### Exercise
The records below are to be quoted in full; please keep every word exact.
● ● ●
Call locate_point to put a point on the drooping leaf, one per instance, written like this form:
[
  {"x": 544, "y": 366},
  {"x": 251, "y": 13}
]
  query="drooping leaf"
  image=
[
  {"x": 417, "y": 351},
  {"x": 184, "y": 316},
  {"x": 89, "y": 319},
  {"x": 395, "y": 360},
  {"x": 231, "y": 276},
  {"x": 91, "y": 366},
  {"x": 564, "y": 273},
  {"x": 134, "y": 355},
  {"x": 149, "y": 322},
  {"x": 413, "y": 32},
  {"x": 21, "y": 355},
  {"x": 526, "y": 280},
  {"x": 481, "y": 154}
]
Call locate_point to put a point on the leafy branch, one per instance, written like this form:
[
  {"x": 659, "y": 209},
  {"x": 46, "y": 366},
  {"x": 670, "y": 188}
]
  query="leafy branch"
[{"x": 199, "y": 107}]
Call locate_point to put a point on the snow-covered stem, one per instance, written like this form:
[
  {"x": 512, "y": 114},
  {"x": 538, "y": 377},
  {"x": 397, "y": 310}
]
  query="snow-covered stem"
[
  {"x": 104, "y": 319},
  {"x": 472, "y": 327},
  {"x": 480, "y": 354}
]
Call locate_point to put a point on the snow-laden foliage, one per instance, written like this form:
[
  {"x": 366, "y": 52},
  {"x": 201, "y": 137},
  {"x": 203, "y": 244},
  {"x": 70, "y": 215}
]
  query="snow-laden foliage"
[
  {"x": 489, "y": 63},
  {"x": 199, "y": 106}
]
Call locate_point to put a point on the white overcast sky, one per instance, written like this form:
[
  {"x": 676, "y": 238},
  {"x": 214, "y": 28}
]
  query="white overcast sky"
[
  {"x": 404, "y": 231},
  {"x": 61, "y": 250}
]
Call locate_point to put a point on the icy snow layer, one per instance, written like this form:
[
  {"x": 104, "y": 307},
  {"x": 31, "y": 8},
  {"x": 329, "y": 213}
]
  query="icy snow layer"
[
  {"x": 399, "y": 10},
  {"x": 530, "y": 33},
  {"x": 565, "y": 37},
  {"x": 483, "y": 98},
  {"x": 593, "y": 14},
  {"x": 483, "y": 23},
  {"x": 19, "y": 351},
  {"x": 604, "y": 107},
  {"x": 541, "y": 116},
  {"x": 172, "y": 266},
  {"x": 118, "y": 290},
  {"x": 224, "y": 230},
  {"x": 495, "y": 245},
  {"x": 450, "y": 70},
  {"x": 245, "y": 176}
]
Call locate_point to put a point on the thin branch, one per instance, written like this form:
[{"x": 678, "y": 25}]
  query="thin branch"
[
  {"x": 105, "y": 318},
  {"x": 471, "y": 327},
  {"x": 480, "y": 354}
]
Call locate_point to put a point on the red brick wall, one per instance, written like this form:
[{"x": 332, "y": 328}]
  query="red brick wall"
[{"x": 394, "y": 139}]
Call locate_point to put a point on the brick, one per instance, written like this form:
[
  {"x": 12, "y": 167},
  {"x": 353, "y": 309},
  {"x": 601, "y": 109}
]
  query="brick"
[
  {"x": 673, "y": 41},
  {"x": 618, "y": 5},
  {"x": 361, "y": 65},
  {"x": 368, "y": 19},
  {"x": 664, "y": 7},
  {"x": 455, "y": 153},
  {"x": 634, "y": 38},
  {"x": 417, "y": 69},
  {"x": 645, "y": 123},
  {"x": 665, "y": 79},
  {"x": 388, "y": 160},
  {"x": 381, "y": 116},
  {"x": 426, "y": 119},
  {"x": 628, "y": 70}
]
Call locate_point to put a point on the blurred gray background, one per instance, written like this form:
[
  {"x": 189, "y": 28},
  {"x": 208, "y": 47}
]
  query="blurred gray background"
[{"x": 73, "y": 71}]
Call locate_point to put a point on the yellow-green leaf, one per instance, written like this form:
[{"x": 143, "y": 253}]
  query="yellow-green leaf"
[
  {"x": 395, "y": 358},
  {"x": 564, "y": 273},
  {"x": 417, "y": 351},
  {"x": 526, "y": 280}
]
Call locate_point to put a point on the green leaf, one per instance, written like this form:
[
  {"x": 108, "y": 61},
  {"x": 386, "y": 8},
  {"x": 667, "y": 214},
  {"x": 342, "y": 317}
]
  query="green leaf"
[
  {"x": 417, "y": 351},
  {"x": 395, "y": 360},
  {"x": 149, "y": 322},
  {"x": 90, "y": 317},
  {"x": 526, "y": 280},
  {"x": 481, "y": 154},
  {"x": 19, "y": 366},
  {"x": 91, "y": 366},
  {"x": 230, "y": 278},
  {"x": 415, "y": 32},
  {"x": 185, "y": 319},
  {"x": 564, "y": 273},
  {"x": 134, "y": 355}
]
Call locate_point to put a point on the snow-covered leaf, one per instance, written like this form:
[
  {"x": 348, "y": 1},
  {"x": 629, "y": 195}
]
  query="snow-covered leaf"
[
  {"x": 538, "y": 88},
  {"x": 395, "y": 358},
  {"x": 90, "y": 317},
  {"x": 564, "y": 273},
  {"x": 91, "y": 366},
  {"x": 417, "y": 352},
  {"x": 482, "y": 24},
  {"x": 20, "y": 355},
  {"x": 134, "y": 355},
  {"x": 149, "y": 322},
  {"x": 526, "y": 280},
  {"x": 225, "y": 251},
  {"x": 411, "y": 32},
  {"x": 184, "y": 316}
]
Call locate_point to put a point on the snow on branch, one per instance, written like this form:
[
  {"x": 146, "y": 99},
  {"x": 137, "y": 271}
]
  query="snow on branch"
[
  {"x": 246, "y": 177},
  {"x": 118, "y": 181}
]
● ● ●
### Response below
Call locate_point to put a point on the drooping leaf, one per instance, written like this form:
[
  {"x": 544, "y": 366},
  {"x": 251, "y": 13}
]
  query="drooping leaf"
  image=
[
  {"x": 417, "y": 351},
  {"x": 184, "y": 316},
  {"x": 89, "y": 319},
  {"x": 395, "y": 360},
  {"x": 231, "y": 276},
  {"x": 91, "y": 366},
  {"x": 564, "y": 273},
  {"x": 134, "y": 355},
  {"x": 149, "y": 322},
  {"x": 413, "y": 32},
  {"x": 21, "y": 355},
  {"x": 526, "y": 280},
  {"x": 481, "y": 154}
]
Call locate_point to put a point on the leafy branch, one per instance, written like this form:
[
  {"x": 659, "y": 209},
  {"x": 46, "y": 366},
  {"x": 670, "y": 188}
]
  query="leafy branch"
[{"x": 199, "y": 107}]
Call locate_point to put a point on the snow-covered stem, one per instance, written like this form:
[
  {"x": 512, "y": 114},
  {"x": 538, "y": 377},
  {"x": 397, "y": 310}
]
  query="snow-covered stem"
[
  {"x": 104, "y": 319},
  {"x": 472, "y": 327},
  {"x": 480, "y": 354}
]
Call locate_point to put a point on the snow-laden foliage, one per instance, written like this form:
[
  {"x": 366, "y": 52},
  {"x": 201, "y": 137},
  {"x": 203, "y": 244},
  {"x": 70, "y": 215}
]
  query="snow-laden foliage"
[
  {"x": 489, "y": 63},
  {"x": 199, "y": 106}
]
Call locate_point to put a point on the white overcast sky, one per instance, written like this form:
[
  {"x": 676, "y": 238},
  {"x": 214, "y": 28}
]
  query="white overcast sky"
[
  {"x": 404, "y": 231},
  {"x": 61, "y": 250}
]
Call locate_point to put a point on the icy snow layer, one per instance, written like this form:
[
  {"x": 104, "y": 307},
  {"x": 31, "y": 8},
  {"x": 329, "y": 213}
]
  query="icy snow layer"
[
  {"x": 399, "y": 10},
  {"x": 530, "y": 33},
  {"x": 565, "y": 37},
  {"x": 483, "y": 98},
  {"x": 593, "y": 14},
  {"x": 483, "y": 23},
  {"x": 19, "y": 351},
  {"x": 604, "y": 107},
  {"x": 541, "y": 116},
  {"x": 172, "y": 266},
  {"x": 118, "y": 290},
  {"x": 224, "y": 230},
  {"x": 495, "y": 245},
  {"x": 450, "y": 70},
  {"x": 245, "y": 176}
]
Call locate_point to put a point on the thin branch, one per instance, written like this form:
[{"x": 678, "y": 25}]
  query="thin branch"
[
  {"x": 105, "y": 318},
  {"x": 471, "y": 327},
  {"x": 480, "y": 354}
]
Call locate_point to put a point on the red brick wall, one per instance, written like this form:
[{"x": 332, "y": 328}]
  query="red brick wall"
[{"x": 394, "y": 139}]
Call locate_point to put a point on the brick, one per instance, written like this form:
[
  {"x": 12, "y": 167},
  {"x": 353, "y": 309},
  {"x": 601, "y": 109}
]
  query="brick"
[
  {"x": 673, "y": 41},
  {"x": 618, "y": 5},
  {"x": 361, "y": 65},
  {"x": 368, "y": 19},
  {"x": 664, "y": 7},
  {"x": 455, "y": 153},
  {"x": 634, "y": 38},
  {"x": 417, "y": 69},
  {"x": 645, "y": 123},
  {"x": 665, "y": 79},
  {"x": 388, "y": 160},
  {"x": 381, "y": 116},
  {"x": 426, "y": 119},
  {"x": 628, "y": 70}
]
Call locate_point to put a point on the blurred gray background, one per instance, written like this form:
[
  {"x": 189, "y": 28},
  {"x": 208, "y": 47}
]
  query="blurred gray background"
[{"x": 73, "y": 71}]
Call locate_point to put a point on the yellow-green leaf, one per instance, written like this form:
[{"x": 143, "y": 253}]
  query="yellow-green leaf"
[
  {"x": 395, "y": 358},
  {"x": 564, "y": 273},
  {"x": 417, "y": 351},
  {"x": 526, "y": 280}
]
Call locate_point to put a point on the green leaf, one per instance, written like this form:
[
  {"x": 108, "y": 61},
  {"x": 386, "y": 8},
  {"x": 667, "y": 214},
  {"x": 342, "y": 317}
]
  query="green leaf"
[
  {"x": 417, "y": 351},
  {"x": 395, "y": 360},
  {"x": 149, "y": 322},
  {"x": 90, "y": 317},
  {"x": 526, "y": 280},
  {"x": 481, "y": 154},
  {"x": 19, "y": 366},
  {"x": 91, "y": 366},
  {"x": 230, "y": 278},
  {"x": 415, "y": 32},
  {"x": 185, "y": 319},
  {"x": 564, "y": 273},
  {"x": 134, "y": 355}
]
Call locate_point to put a point on the snow-covered leaf, one per instance, written like this form:
[
  {"x": 348, "y": 1},
  {"x": 629, "y": 195}
]
  query="snow-covered leaf"
[
  {"x": 538, "y": 88},
  {"x": 395, "y": 358},
  {"x": 90, "y": 317},
  {"x": 564, "y": 273},
  {"x": 91, "y": 366},
  {"x": 417, "y": 352},
  {"x": 482, "y": 24},
  {"x": 20, "y": 355},
  {"x": 134, "y": 355},
  {"x": 149, "y": 322},
  {"x": 526, "y": 280},
  {"x": 225, "y": 251},
  {"x": 411, "y": 32},
  {"x": 184, "y": 316}
]
Call locate_point to put a point on the snow on branch, one per instance, written like this form:
[
  {"x": 146, "y": 99},
  {"x": 137, "y": 271}
]
  query="snow on branch"
[
  {"x": 246, "y": 177},
  {"x": 118, "y": 181}
]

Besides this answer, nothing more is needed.